=== Set task ===
Pick out every line of the items that contains the word "person", and copy each one. Match case exactly.

=== Stored data ===
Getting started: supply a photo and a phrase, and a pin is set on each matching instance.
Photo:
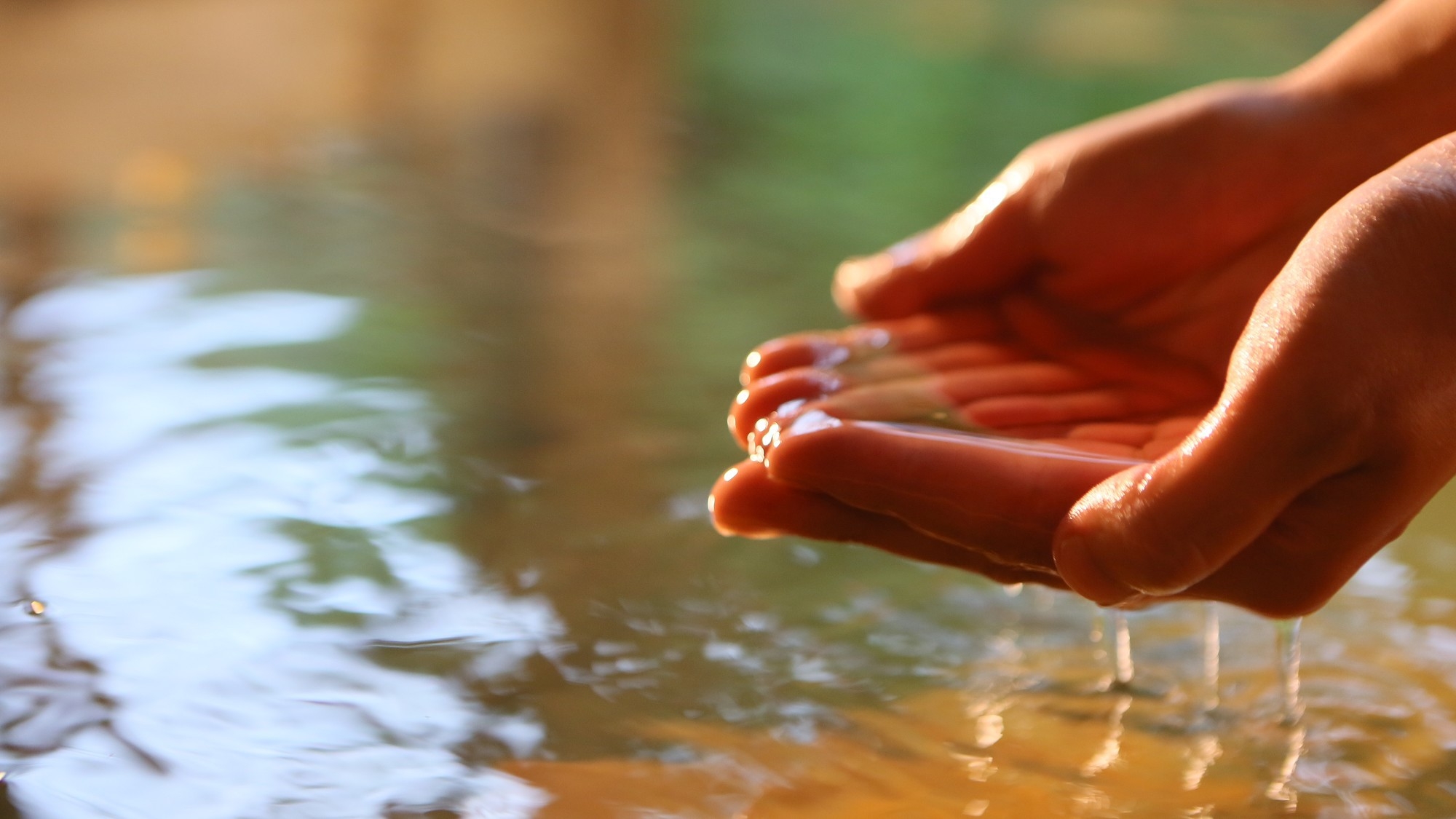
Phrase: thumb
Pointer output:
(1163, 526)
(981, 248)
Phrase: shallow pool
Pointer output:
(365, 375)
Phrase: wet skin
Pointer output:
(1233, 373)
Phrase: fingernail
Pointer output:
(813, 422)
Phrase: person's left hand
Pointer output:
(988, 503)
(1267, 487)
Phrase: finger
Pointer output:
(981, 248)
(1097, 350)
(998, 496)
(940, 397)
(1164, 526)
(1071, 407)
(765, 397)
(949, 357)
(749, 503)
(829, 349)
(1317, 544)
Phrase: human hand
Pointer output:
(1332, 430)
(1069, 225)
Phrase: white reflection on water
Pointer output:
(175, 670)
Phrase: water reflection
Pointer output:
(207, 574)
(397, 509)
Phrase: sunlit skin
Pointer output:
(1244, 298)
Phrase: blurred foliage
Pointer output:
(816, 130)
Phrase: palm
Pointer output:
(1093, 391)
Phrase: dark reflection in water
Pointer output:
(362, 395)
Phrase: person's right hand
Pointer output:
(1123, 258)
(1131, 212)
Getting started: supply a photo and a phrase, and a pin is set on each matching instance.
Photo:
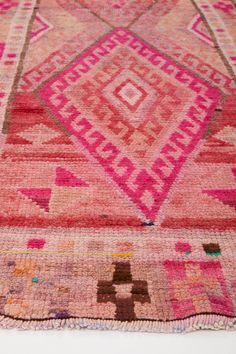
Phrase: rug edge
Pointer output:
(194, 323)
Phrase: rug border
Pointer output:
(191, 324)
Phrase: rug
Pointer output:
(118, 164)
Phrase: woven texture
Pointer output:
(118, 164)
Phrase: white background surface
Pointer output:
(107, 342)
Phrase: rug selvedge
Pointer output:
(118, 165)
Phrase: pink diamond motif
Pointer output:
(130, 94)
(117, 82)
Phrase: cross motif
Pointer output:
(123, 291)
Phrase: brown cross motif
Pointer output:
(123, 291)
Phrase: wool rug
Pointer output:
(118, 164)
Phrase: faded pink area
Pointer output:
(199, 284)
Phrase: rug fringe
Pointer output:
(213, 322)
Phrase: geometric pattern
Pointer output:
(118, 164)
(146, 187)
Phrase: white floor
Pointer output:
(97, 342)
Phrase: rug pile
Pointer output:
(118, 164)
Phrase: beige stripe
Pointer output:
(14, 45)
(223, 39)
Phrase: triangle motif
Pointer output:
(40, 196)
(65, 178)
--
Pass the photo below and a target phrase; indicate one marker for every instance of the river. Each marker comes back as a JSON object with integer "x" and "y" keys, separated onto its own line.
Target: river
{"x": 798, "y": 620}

=== Solution to this exercise ===
Phrase: person's left hand
Phrase: person's right hand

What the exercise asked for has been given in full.